__Task input__:

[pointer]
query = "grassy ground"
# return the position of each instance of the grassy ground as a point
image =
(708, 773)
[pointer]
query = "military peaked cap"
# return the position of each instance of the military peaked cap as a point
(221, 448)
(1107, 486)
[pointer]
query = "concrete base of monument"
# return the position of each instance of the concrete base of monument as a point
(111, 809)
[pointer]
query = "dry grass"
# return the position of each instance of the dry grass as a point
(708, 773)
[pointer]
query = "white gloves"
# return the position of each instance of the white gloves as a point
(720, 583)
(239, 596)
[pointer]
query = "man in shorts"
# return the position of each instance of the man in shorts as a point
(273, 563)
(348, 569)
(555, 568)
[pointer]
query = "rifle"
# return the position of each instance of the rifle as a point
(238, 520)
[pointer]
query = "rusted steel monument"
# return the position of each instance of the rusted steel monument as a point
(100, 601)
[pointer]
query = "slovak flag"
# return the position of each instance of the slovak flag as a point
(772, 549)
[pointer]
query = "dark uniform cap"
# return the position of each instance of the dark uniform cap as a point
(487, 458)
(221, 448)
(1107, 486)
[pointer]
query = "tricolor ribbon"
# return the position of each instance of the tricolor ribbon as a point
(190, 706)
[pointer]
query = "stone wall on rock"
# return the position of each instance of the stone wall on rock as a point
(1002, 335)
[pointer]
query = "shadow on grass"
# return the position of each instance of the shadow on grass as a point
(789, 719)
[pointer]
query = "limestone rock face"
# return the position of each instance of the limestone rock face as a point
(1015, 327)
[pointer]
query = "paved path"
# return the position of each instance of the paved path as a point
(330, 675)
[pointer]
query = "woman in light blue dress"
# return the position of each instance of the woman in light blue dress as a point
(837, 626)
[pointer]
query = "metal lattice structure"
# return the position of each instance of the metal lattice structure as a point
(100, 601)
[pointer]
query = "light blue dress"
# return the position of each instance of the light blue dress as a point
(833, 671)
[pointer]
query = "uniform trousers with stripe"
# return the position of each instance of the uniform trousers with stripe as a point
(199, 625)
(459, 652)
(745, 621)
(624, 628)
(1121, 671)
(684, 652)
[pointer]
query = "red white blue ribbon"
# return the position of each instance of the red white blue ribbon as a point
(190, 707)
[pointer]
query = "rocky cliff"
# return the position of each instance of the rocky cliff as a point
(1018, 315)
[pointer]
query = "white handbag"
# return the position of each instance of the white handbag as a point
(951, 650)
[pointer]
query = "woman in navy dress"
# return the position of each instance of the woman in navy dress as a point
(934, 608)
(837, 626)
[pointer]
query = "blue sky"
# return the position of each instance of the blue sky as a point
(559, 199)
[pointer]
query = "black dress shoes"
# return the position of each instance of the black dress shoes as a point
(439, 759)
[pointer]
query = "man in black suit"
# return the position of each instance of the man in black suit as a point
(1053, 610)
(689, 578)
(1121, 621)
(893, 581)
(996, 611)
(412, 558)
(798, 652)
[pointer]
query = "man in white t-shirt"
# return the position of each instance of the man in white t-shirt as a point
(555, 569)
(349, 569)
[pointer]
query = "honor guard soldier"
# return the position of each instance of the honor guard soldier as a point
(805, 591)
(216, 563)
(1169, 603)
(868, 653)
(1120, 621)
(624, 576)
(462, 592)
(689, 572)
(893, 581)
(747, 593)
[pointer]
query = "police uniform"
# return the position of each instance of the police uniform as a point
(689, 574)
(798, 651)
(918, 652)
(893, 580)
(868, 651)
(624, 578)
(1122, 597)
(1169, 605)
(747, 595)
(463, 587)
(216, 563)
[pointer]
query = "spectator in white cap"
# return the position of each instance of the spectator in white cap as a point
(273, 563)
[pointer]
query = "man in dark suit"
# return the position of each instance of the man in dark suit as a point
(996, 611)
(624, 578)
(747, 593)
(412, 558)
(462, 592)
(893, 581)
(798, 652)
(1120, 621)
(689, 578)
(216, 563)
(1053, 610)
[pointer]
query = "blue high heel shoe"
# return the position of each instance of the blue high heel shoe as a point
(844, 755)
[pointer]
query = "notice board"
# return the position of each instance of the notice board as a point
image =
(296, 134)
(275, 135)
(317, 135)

...

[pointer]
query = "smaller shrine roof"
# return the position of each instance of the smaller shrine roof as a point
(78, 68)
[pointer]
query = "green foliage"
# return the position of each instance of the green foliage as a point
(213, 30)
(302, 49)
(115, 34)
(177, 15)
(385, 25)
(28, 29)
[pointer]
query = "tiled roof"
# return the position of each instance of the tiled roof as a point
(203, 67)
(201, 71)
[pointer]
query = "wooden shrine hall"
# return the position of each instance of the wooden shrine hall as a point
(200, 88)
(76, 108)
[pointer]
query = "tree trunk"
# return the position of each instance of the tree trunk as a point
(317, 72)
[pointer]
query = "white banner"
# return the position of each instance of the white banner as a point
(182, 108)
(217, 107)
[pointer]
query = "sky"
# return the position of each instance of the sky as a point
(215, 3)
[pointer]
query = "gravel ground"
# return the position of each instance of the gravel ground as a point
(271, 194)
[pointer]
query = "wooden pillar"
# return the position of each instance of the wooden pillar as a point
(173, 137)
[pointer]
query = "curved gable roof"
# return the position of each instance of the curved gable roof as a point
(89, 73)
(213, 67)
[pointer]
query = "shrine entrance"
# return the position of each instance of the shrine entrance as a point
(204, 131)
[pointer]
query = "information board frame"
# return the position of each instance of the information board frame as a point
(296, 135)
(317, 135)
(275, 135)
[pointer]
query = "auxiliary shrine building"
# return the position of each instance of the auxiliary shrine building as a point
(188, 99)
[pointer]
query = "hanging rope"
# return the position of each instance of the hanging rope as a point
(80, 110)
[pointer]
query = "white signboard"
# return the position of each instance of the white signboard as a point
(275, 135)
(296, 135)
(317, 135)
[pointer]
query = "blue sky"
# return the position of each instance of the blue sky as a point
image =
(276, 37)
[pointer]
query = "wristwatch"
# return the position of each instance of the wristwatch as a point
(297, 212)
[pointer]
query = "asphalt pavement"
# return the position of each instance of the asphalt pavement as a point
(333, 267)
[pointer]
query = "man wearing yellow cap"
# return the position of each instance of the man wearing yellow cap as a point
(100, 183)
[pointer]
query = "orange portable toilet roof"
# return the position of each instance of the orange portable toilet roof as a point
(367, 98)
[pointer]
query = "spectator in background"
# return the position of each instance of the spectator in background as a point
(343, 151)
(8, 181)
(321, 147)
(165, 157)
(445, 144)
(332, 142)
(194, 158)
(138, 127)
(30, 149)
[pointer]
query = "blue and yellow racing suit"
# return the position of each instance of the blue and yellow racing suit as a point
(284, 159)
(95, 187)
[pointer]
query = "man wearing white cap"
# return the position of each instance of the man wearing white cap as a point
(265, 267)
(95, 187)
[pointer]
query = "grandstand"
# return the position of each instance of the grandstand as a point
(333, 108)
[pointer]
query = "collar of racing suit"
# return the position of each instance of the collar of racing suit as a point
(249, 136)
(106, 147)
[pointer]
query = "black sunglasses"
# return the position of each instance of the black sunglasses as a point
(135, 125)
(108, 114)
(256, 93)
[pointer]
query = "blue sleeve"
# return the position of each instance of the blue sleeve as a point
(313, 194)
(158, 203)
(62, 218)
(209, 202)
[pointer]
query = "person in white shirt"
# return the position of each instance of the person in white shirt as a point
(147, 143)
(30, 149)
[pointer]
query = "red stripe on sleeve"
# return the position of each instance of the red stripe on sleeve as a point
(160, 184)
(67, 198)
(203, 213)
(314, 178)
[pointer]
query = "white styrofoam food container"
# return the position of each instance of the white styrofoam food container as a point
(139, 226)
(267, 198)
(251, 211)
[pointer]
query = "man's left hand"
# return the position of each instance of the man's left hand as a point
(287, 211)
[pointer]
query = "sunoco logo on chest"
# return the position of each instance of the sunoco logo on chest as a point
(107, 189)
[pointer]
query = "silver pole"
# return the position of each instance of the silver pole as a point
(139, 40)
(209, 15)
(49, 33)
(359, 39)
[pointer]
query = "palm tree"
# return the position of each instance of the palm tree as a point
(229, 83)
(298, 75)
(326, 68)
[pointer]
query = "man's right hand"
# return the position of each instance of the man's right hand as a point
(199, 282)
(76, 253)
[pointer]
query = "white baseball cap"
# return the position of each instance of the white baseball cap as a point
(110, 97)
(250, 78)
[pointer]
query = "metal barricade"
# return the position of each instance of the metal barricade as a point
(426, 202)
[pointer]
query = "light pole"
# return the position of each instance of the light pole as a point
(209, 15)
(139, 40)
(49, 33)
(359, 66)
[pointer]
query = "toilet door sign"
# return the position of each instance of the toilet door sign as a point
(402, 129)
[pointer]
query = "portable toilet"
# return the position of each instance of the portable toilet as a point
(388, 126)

...

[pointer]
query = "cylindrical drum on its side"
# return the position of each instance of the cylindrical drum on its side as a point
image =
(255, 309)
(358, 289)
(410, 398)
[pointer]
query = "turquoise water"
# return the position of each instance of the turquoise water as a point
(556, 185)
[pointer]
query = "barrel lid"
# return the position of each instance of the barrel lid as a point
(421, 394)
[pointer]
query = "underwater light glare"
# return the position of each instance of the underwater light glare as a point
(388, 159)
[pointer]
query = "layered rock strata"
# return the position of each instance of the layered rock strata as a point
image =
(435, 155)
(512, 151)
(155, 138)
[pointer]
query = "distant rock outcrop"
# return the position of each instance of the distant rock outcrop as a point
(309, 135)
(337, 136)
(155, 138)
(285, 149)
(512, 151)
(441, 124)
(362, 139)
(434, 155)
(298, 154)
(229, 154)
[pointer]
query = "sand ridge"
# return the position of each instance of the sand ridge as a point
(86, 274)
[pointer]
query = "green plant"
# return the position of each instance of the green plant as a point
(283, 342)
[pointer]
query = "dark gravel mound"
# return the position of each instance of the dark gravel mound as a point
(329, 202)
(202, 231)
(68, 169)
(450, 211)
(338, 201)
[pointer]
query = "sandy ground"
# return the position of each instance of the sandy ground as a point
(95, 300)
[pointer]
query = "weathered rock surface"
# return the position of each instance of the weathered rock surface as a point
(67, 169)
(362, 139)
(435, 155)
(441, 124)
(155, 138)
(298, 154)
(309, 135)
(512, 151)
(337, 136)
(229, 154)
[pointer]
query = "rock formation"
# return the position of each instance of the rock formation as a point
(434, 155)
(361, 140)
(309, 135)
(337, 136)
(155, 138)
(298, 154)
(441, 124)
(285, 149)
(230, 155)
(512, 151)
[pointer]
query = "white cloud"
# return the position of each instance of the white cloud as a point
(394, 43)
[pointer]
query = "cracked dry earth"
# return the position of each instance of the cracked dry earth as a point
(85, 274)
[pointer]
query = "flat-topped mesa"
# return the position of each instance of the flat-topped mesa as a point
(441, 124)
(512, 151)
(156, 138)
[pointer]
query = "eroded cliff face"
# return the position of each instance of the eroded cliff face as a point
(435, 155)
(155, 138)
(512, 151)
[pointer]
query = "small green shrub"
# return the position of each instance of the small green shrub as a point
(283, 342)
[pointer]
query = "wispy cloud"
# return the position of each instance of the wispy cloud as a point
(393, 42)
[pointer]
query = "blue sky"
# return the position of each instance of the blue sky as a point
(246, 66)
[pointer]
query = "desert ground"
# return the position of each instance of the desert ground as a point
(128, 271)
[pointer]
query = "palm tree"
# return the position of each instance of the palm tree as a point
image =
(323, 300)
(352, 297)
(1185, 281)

__What the task requires__: When a line in the records holds the string "cylindrical", copy that line.

__Output__:
query = "cylindrical drum on its side"
# return the position of each instance of the cylindrical drum on its side as a point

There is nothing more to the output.